§ **Task to carry out**:
Format the lines from the one containing "In each <instance>" through the one containing "positive clicks: (135, 185)", both included, as a JSON list of strings with one string per line and no blank lines.

*** Data provided ***

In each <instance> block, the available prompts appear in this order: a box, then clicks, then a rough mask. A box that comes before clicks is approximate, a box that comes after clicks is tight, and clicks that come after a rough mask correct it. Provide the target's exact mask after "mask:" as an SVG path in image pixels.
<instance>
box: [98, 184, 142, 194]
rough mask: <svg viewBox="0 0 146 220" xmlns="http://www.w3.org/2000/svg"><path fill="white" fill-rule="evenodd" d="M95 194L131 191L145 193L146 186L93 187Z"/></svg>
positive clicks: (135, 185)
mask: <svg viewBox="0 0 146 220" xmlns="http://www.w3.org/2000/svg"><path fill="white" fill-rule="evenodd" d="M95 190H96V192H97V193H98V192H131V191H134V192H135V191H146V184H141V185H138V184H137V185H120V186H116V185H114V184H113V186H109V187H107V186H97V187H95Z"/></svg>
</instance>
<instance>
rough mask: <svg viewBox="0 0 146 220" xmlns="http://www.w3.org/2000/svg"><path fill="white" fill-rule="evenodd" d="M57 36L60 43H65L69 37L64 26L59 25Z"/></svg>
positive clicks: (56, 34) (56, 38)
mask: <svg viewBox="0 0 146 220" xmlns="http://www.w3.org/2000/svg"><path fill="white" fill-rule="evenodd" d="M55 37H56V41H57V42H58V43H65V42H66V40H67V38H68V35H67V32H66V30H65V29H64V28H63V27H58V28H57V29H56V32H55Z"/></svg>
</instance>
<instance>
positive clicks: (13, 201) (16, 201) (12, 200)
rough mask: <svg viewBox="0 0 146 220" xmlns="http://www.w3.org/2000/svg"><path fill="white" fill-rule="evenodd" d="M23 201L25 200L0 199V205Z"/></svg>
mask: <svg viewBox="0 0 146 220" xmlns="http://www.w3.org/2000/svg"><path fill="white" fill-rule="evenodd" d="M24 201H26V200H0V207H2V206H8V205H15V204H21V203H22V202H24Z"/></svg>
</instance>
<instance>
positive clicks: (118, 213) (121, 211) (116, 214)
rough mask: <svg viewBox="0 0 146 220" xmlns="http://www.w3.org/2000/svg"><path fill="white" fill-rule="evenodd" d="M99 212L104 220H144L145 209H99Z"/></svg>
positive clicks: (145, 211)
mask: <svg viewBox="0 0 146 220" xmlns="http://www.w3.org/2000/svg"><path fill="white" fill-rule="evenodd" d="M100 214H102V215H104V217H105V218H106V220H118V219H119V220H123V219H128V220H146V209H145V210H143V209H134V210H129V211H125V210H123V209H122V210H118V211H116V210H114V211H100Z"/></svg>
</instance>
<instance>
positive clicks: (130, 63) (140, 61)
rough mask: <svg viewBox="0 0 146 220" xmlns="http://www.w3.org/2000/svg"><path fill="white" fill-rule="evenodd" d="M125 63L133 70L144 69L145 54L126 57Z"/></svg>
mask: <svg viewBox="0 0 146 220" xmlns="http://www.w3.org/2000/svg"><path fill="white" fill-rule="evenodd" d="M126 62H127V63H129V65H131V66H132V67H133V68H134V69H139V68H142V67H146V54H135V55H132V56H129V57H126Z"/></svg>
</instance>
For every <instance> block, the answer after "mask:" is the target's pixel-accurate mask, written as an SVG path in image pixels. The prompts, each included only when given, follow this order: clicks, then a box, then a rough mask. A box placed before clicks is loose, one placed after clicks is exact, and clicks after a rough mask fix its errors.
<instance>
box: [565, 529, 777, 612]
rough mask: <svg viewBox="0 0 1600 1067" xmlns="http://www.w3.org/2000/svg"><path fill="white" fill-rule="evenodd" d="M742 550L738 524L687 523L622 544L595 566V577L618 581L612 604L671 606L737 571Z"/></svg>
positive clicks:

*** End of Data provided ***
*** Data provided ***

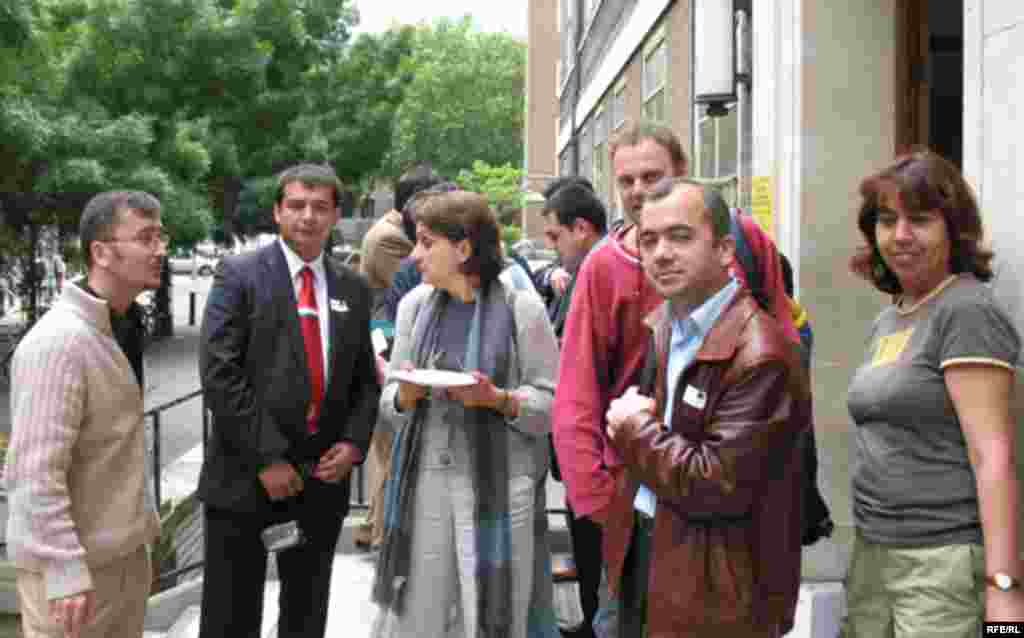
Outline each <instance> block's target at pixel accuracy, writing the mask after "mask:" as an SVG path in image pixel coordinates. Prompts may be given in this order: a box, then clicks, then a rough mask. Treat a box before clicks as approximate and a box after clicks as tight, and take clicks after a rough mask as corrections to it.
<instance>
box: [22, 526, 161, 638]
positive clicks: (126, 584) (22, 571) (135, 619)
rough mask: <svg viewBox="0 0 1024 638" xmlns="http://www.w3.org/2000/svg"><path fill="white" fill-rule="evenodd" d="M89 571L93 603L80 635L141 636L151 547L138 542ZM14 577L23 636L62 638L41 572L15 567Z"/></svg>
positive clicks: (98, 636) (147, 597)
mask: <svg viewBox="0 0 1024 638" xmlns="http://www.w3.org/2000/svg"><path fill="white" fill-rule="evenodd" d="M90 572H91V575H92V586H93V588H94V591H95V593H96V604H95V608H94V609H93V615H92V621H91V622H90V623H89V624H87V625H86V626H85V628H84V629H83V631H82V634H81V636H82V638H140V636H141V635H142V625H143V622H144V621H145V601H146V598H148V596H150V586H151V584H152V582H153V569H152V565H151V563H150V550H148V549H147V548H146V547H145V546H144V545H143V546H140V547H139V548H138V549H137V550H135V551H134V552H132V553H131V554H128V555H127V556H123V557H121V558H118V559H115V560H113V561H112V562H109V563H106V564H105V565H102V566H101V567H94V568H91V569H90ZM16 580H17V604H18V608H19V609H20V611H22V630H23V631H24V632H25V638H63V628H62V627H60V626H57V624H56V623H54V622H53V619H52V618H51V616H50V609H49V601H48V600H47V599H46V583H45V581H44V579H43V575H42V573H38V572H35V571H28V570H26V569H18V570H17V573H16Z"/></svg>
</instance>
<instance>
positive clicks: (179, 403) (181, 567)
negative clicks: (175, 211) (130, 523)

*** End of Data provided ***

§ **Exercise solution**:
[
  "In each <instance> block, the available prompts appear in this order: a box, then clicks, then a rough mask. A box that comes before clicks is approximate, a box that comes after clicks is tight, and clicks that come after a rough mask correct it. Provide the target's exact mask after \"mask:\" as an SVG path in image pixels.",
  "<instance>",
  "box: [98, 184, 142, 194]",
  "rough mask: <svg viewBox=\"0 0 146 220\" xmlns=\"http://www.w3.org/2000/svg\"><path fill=\"white\" fill-rule=\"evenodd\" d=\"M95 194L131 191L145 193L146 186L93 187Z\"/></svg>",
  "positive clicks: (135, 185)"
]